__Exercise requirements__.
1. In the corvisualize documentation, what is the default value of the visualize parameter?
2. Repeat the corvisualize documentation word for word from "Documented in corvisualize" to "deviation = one).".
3. Write what comes next in the corvisualize R documentation, starting after its last line.

__Text extract__.
R/corvisualize.R

Defines functions corvisualize

Documented in corvisualize

#' Visualize the correlation coefficient geometrically.
#
#' @description Visualize the correlation coefficient geometrically, i.e., use the angle between the linear vector that represents the predictor and the linear vector that represents the outcome, show where the dropping of the perpendicular lands on the linear vector that represents the predictor in the two-dimensional linear space, finally read b regression weight from the simple linear regression between predictor and outcome; or read the beta regression weight, in case the predictor and outcome have been scaled (mean = zero, standard deviation = one).
#
#' @param data A data.frame with two columns, which shall be correlated by Pearson's product-moment method.
#
#' @param visualize A single boolean value (default: TRUE), which determines whether the data shall be visualized.
#
#' @param x A single character, i.e., the column name of the data.frame which shall be the predictor (independent variable) in the simple linear regression.
#
#' @param y A single character, i.e., the column name of the data.frame which shall be the outcome (dependent variable) in the simple linear regression.

__Extracted records__.
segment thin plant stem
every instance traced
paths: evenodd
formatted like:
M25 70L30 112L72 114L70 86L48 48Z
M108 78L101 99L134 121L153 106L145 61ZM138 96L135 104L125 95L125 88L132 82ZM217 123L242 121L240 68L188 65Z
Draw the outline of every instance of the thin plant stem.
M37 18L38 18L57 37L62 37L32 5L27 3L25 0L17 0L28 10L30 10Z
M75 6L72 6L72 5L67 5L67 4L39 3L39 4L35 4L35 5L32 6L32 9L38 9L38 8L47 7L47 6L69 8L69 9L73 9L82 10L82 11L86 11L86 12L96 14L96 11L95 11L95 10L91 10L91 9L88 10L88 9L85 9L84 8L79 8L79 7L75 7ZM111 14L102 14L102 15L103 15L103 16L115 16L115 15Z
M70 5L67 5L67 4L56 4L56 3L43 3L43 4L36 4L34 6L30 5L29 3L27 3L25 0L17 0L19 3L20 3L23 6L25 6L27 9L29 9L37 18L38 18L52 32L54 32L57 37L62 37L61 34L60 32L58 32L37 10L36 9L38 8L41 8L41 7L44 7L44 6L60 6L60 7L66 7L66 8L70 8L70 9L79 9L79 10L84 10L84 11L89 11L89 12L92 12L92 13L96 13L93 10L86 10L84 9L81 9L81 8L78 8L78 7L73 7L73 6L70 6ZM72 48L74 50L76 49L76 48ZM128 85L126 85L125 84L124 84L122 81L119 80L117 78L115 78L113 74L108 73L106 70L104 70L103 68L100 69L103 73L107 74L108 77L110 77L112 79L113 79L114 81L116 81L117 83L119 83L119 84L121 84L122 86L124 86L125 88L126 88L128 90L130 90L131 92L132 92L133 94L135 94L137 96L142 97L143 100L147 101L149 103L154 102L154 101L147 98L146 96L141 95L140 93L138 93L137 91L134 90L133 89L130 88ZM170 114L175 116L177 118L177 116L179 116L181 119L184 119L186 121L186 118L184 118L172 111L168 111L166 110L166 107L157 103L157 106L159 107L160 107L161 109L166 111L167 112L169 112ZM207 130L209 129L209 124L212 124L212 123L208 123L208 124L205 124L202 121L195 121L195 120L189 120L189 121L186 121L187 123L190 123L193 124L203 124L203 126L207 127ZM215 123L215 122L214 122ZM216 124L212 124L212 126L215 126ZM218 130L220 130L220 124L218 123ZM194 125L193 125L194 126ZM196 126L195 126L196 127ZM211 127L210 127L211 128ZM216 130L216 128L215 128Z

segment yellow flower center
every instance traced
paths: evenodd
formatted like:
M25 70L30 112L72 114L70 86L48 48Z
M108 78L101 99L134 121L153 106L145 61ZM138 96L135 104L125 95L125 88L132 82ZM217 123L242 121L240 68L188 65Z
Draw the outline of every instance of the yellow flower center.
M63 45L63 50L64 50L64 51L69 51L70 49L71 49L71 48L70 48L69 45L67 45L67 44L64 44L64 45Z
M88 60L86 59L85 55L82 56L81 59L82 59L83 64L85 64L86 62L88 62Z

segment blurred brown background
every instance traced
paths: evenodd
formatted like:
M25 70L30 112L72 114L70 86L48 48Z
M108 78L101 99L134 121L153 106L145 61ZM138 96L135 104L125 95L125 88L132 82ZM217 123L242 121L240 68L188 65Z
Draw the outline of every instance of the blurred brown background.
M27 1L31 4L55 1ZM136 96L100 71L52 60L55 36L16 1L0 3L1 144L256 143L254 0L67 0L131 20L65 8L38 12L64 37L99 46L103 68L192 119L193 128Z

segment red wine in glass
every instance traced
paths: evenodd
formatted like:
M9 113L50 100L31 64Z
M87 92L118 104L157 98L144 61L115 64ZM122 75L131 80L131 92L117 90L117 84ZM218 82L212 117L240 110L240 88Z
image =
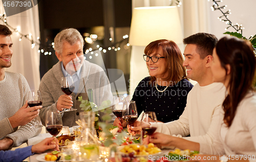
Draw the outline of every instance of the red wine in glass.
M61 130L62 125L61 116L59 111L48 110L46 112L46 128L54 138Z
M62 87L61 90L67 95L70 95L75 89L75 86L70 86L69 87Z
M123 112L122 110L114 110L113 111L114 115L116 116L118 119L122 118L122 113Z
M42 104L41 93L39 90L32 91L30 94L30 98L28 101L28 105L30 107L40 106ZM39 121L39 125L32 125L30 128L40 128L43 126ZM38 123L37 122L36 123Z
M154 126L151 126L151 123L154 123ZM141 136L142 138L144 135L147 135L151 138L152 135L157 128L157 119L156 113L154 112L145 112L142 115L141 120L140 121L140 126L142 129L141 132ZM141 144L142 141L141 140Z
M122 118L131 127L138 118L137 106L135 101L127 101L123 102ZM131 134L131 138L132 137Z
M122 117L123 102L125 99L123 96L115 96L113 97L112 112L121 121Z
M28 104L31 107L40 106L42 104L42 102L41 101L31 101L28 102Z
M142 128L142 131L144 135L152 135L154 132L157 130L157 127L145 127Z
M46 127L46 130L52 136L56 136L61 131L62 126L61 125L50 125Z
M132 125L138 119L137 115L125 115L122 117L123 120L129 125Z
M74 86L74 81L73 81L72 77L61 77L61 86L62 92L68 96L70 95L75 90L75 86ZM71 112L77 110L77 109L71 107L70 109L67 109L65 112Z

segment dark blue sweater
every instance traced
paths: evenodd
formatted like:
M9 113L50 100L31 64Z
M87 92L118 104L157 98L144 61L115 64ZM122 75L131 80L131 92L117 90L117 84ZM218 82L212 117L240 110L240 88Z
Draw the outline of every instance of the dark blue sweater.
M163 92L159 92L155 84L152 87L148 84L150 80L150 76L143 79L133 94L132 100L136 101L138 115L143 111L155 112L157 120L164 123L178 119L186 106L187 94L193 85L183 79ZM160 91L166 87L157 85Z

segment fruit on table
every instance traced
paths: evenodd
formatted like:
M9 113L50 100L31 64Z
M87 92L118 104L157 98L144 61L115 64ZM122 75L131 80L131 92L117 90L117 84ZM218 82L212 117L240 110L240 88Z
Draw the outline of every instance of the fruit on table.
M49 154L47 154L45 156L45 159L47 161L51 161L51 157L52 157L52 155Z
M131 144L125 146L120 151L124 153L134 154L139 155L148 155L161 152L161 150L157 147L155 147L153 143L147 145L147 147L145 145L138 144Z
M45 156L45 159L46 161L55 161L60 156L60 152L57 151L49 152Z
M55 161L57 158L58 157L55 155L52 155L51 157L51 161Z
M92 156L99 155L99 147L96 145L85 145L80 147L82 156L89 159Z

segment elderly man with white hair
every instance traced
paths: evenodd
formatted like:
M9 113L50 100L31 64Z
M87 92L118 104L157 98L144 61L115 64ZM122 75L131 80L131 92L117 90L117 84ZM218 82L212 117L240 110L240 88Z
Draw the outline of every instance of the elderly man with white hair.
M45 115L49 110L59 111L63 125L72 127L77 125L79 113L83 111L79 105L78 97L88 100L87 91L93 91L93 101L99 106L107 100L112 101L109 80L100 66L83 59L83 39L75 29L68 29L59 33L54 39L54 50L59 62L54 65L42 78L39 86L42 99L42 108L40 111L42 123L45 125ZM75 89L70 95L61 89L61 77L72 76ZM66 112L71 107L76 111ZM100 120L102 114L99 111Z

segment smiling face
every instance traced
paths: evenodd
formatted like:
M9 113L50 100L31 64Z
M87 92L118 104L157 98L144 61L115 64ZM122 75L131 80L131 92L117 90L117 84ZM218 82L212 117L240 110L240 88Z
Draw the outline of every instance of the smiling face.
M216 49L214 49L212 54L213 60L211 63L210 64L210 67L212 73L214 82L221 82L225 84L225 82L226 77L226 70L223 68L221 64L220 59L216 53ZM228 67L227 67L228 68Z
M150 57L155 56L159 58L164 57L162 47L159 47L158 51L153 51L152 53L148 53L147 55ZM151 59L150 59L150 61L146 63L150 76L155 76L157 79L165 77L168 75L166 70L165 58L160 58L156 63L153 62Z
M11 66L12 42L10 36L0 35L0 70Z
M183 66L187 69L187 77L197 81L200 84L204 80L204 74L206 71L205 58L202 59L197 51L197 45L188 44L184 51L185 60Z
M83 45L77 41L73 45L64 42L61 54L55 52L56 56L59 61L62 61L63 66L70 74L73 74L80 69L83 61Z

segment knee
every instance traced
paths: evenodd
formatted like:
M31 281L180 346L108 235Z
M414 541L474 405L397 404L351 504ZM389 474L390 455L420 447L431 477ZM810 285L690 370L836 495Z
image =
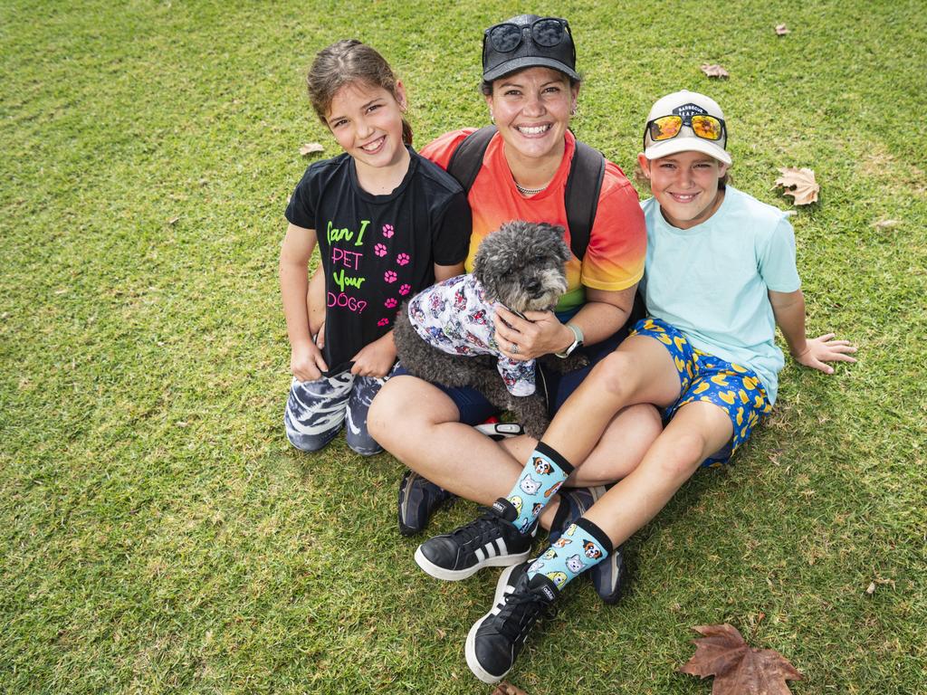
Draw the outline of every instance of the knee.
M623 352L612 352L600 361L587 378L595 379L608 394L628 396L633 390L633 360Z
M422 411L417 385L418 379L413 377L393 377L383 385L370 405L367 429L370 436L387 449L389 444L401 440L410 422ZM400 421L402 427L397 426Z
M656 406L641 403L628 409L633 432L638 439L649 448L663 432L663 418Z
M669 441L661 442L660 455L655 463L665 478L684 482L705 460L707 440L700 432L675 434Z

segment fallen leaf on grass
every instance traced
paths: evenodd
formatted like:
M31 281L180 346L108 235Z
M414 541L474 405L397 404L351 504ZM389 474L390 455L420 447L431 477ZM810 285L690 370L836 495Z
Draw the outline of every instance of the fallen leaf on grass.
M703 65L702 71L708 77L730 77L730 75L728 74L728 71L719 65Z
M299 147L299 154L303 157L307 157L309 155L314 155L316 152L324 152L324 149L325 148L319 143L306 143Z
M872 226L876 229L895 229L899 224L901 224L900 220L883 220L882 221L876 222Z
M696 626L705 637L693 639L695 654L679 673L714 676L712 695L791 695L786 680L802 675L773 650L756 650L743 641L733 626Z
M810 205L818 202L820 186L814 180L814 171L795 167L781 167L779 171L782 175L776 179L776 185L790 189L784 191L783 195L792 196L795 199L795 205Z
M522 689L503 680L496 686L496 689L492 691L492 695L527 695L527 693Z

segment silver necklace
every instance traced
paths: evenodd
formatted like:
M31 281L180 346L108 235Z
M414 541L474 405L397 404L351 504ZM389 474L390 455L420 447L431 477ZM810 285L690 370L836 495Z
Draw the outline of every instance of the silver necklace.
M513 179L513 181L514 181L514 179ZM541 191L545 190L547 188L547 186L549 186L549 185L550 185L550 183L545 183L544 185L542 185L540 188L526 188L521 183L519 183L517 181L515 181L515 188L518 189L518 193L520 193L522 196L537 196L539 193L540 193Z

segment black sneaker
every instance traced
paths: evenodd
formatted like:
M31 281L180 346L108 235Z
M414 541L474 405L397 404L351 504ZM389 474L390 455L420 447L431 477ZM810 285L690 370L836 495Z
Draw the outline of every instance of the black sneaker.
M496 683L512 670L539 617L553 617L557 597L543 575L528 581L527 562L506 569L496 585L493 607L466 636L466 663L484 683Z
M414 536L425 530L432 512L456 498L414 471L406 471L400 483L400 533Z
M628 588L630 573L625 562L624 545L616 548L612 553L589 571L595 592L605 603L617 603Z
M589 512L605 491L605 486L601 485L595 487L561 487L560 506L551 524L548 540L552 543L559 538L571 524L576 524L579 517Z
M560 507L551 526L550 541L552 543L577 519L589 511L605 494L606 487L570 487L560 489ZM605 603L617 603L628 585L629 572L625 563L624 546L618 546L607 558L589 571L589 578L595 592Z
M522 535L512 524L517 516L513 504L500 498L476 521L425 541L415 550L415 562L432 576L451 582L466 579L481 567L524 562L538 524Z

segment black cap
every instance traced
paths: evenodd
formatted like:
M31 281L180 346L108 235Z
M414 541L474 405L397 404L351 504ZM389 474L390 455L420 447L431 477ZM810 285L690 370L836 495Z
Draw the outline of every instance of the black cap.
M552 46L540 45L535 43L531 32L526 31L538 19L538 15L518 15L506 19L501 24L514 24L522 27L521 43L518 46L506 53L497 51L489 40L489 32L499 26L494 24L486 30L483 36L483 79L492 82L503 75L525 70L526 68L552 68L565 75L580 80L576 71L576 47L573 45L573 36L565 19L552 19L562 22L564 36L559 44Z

__The replies__.
1. TRUE

2.
Documented in corvisualize

#' Visualize the correlation coefficient geometrically.
#
#' @description Visualize the correlation coefficient geometrically, i.e., use the angle between the linear vector that represents the predictor and the linear vector that represents the outcome, show where the dropping of the perpendicular lands on the linear vector that represents the predictor in the two-dimensional linear space, finally read b regression weight from the simple linear regression between predictor and outcome; or read the beta regression weight, in case the predictor and outcome have been scaled (mean = zero, standard deviation = one).

3.
#
#' @details Any textbook on linear algebra and/or analytic geometry usually contains at least one numeric example and a geometric visualization of a correlation between two continuous variables. I want to express my gratitude to Dr. Johannes Andres (who taught statistics as well as multivariate statistics to psychology students, of which I was one).
#
#' @return a list with results (name: res), and one graph as elements (name: anglePlot).
#' res is a list with 13 objects:
#' \enumerate{
#' \item covMat Covariance matrix of predictor and outcome.
#' \item covPredMat Covariance matrix of predictor and the predicted outcome, based on the simple linear regression estimates.
#' \item corMat Correlation matrix of predictor and outcome.
#' \item spreadMat Square root of the variance of the predictor and the variance of the outcome. If the angle is greater than 90 degrees, the spread of the predictor is multiplied by minus one.
#' \item angle The angle between predictor and outcome: In R, compute: acos(cor(predictor,outcome))*180/pi.
#' \item rsquared Explained variance of the outcome variable.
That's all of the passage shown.